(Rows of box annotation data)
•••••
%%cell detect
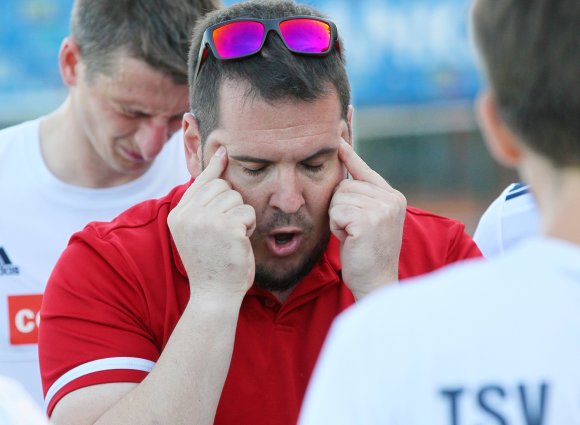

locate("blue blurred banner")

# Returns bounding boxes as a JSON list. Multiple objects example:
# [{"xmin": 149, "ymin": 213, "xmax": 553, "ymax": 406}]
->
[
  {"xmin": 0, "ymin": 0, "xmax": 72, "ymax": 96},
  {"xmin": 0, "ymin": 0, "xmax": 479, "ymax": 119}
]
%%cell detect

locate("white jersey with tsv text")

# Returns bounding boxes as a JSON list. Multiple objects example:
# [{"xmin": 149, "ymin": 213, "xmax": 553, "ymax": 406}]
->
[
  {"xmin": 0, "ymin": 120, "xmax": 190, "ymax": 406},
  {"xmin": 300, "ymin": 237, "xmax": 580, "ymax": 425},
  {"xmin": 473, "ymin": 183, "xmax": 540, "ymax": 258}
]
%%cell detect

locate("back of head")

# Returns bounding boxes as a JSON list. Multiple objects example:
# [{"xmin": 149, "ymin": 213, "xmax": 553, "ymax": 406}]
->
[
  {"xmin": 472, "ymin": 0, "xmax": 580, "ymax": 167},
  {"xmin": 189, "ymin": 0, "xmax": 350, "ymax": 141},
  {"xmin": 71, "ymin": 0, "xmax": 221, "ymax": 84}
]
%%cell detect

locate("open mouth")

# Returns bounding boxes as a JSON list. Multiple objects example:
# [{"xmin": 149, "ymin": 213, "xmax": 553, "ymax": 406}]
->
[
  {"xmin": 267, "ymin": 231, "xmax": 302, "ymax": 257},
  {"xmin": 274, "ymin": 233, "xmax": 296, "ymax": 245}
]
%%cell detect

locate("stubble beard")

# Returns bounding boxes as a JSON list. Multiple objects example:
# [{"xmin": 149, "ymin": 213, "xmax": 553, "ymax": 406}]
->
[{"xmin": 255, "ymin": 228, "xmax": 330, "ymax": 292}]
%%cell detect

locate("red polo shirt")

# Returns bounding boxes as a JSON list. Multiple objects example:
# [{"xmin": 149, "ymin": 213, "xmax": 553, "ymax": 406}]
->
[{"xmin": 39, "ymin": 180, "xmax": 481, "ymax": 425}]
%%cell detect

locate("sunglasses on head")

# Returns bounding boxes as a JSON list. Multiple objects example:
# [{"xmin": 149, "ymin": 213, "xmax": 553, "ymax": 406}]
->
[{"xmin": 193, "ymin": 16, "xmax": 340, "ymax": 85}]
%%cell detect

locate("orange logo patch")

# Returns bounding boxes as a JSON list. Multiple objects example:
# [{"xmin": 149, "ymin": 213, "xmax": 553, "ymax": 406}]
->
[{"xmin": 8, "ymin": 294, "xmax": 42, "ymax": 345}]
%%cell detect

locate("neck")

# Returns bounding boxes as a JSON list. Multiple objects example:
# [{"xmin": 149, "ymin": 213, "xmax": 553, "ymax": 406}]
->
[
  {"xmin": 528, "ymin": 160, "xmax": 580, "ymax": 245},
  {"xmin": 40, "ymin": 95, "xmax": 141, "ymax": 188}
]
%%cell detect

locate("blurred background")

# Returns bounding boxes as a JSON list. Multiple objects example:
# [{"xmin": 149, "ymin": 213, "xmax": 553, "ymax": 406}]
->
[{"xmin": 0, "ymin": 0, "xmax": 517, "ymax": 234}]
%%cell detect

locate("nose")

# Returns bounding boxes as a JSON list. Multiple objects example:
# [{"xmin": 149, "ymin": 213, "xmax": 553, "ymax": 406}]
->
•••••
GOAL – How many lines in the records above contain the string "locate"? Reply with the number only.

TASK RESPONSE – 11